Text for analysis.
Mitochondrial tumor suppressor 1 (MTSG1) or Microtubule-Associated Scaffold Protein 1 (MTUS1) is a candidate tumor suppressor protein encoded by the MTUS1 gene in humans. Expression levels of MTUS1 was reported to be lost in various types of human malignancies such as colon, ovarian, head-and-neck, pancreas, breast cancers, bladder, gastric, and lung cancers.

Proteins encoded by MTUS1 
As a result of alternative splicing MTUS1 was shown to encode 5 different protein isoforms as listed as ATIP1, ATIP2, ATIP3a, ATIP3b and ATIP4. ATIP3a and ATIP3b was generally considered as ATIP3 and ATIP1 and ATIP3 is the major splice variants encoded by MTUS1 gene.

Collected data.
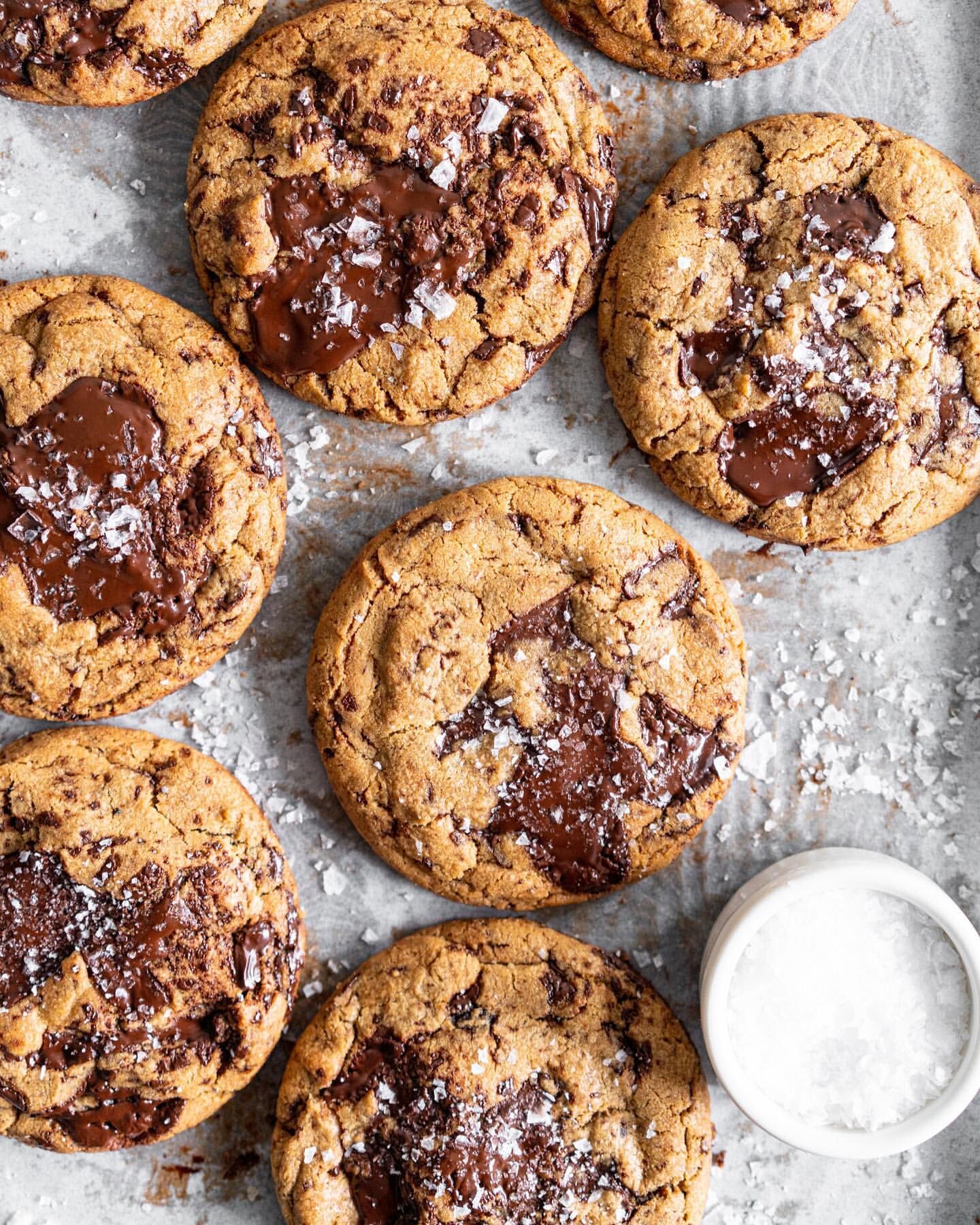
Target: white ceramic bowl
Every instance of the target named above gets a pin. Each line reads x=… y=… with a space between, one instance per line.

Aim of the exercise.
Carry on the passage about the MTUS1 gene, starting right after its final sentence. You can set the material aside; nothing here depends on it.

Task output.
Function 

This gene encodes a protein which contains a C-terminal domain able to interact with the angiotensin II receptor type 2 (AT2) and a large coiled-coil region allowing dimerization. Multiple alternatively spliced transcript variants encoding different isoforms have been found for this gene. One of the transcript variants has been shown to encode a mitochondrial protein that acts as a tumor suppressor and participates in AT2 signaling pathways. Other variants may encode nuclear or transmembrane proteins but it has not been determined whether they also participate in AT2 signaling pathways.

Interactions 

MTUS1 has been shown to interact with Angiotensin II receptor type 2.